**Work instructions:**
Retype the entries below exactly, and keep every picture out of your version.

Natural-language object grounding data
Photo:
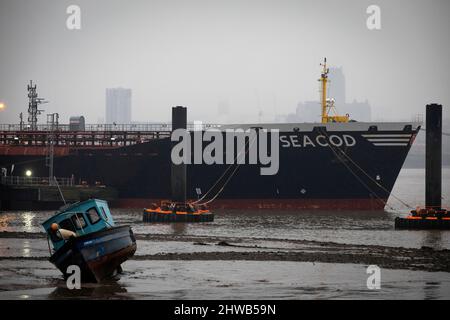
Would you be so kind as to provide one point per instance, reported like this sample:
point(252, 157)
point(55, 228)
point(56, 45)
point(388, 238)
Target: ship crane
point(327, 104)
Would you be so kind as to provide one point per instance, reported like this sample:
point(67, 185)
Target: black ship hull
point(337, 166)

**Your response:**
Photo:
Would you be so kind as to provide one point per instance, reported like this sample:
point(252, 157)
point(55, 228)
point(56, 45)
point(388, 238)
Target: ship crane
point(327, 104)
Would you be so kind as to provide one point per instance, reported like this sample:
point(67, 185)
Target: black ship hull
point(337, 166)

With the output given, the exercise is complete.